YOUR OBJECTIVE: Retype, character for character, the lines of the records below that run from the line containing "Tag the suit" through the end of the records, inclusive.

EXERCISE MATERIALS:
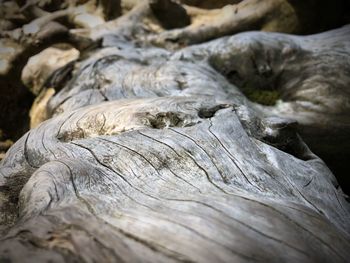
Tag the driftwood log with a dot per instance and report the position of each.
(143, 154)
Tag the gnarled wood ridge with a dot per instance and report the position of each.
(140, 153)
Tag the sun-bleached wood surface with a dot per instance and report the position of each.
(142, 154)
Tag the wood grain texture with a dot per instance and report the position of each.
(150, 155)
(169, 179)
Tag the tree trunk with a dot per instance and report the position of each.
(145, 154)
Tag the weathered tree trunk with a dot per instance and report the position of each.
(141, 154)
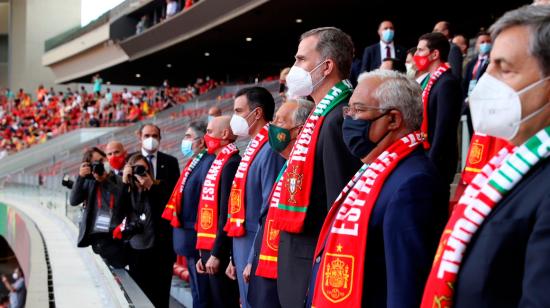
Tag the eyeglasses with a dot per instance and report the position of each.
(353, 111)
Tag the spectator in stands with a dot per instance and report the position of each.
(17, 289)
(100, 191)
(171, 8)
(385, 49)
(283, 132)
(182, 208)
(455, 55)
(212, 241)
(323, 62)
(165, 171)
(116, 155)
(442, 99)
(252, 111)
(495, 252)
(213, 112)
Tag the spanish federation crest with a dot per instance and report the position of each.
(235, 200)
(293, 184)
(476, 153)
(207, 218)
(337, 275)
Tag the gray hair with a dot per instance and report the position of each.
(334, 44)
(537, 20)
(399, 92)
(302, 111)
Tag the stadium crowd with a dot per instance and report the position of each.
(26, 120)
(341, 197)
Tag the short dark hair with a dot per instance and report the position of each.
(259, 97)
(437, 41)
(334, 44)
(148, 124)
(87, 157)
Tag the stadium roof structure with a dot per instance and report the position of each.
(242, 39)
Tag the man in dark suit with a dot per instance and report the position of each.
(503, 260)
(455, 54)
(444, 105)
(385, 49)
(333, 164)
(409, 212)
(165, 169)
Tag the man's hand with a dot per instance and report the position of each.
(231, 272)
(246, 272)
(212, 265)
(84, 170)
(200, 267)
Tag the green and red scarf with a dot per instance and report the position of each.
(344, 235)
(237, 199)
(298, 177)
(496, 179)
(207, 215)
(425, 95)
(173, 208)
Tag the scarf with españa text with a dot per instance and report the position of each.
(173, 208)
(297, 179)
(207, 215)
(496, 179)
(237, 205)
(344, 235)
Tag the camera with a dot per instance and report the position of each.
(139, 170)
(67, 182)
(97, 168)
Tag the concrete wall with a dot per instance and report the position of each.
(32, 22)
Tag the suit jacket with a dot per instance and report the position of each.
(506, 263)
(372, 57)
(455, 60)
(333, 168)
(444, 110)
(404, 229)
(468, 74)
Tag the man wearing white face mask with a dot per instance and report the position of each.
(252, 110)
(494, 251)
(385, 49)
(166, 171)
(320, 164)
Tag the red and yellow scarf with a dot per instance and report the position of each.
(298, 177)
(343, 238)
(496, 179)
(425, 95)
(207, 220)
(237, 205)
(173, 208)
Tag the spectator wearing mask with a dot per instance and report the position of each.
(381, 233)
(283, 132)
(212, 241)
(442, 100)
(455, 54)
(164, 169)
(116, 154)
(252, 111)
(494, 250)
(182, 208)
(17, 289)
(101, 193)
(374, 55)
(320, 165)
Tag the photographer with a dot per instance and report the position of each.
(100, 191)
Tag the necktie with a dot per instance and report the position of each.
(151, 165)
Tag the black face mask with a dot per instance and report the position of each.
(356, 136)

CORRECT RESULT:
Tag the suit jacket with a dot per instance and report the position of each.
(506, 263)
(372, 57)
(455, 60)
(333, 168)
(444, 110)
(404, 229)
(468, 74)
Tag the man wearing white face mask with a dot per instance and report the position of each.
(252, 110)
(494, 251)
(385, 49)
(166, 171)
(320, 164)
Tag the red and yellow scarf with a dot per instance and report the position of each.
(298, 177)
(343, 238)
(496, 179)
(425, 95)
(207, 220)
(237, 205)
(173, 208)
Tag the spectator wearing mask with a dot per instance and report the position of each.
(381, 233)
(283, 132)
(212, 241)
(442, 100)
(455, 54)
(164, 169)
(116, 154)
(252, 111)
(494, 250)
(182, 208)
(17, 289)
(101, 193)
(374, 55)
(320, 165)
Tag the photographer with a dot per instance and report the position of each.
(100, 191)
Tag the necktie with a dot per instance and report the position of each.
(151, 165)
Tag the black face mask with a dot per instance and report the position of each.
(356, 136)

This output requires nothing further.